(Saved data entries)
================

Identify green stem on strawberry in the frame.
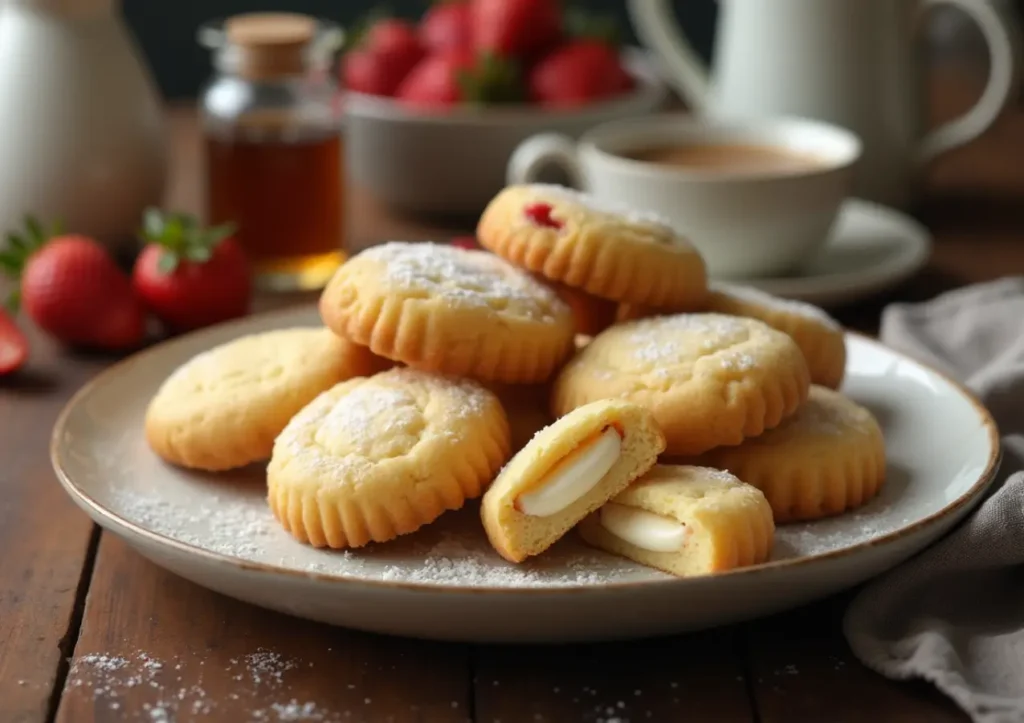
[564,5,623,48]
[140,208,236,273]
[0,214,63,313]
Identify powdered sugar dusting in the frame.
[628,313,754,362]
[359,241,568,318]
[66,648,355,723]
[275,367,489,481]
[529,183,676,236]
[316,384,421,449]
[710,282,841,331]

================

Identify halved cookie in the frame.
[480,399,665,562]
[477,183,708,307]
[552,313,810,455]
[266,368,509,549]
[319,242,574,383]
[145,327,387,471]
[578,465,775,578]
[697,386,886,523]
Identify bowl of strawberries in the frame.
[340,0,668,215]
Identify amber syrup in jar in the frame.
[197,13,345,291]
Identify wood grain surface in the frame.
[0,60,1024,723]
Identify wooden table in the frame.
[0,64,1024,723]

================

**WHAT TO WORK ON**
Copy the material from the line with "Identify green stem" through the line with "[710,282,841,331]", requests included, multiplying every bounding-box coordinate by 2.15 and rounding to whole numbers with halves rounded up. Leave the pictures out.

**ANSWER BELOW**
Identify green stem on strawberry in the frame.
[1213,11,1339,103]
[301,447,507,587]
[0,460,135,673]
Identify powdered sugar dusting in the frame.
[1350,673,1621,778]
[772,518,1221,684]
[142,1393,763,1554]
[591,789,1051,1034]
[1137,393,1453,507]
[679,826,905,965]
[1527,606,1808,712]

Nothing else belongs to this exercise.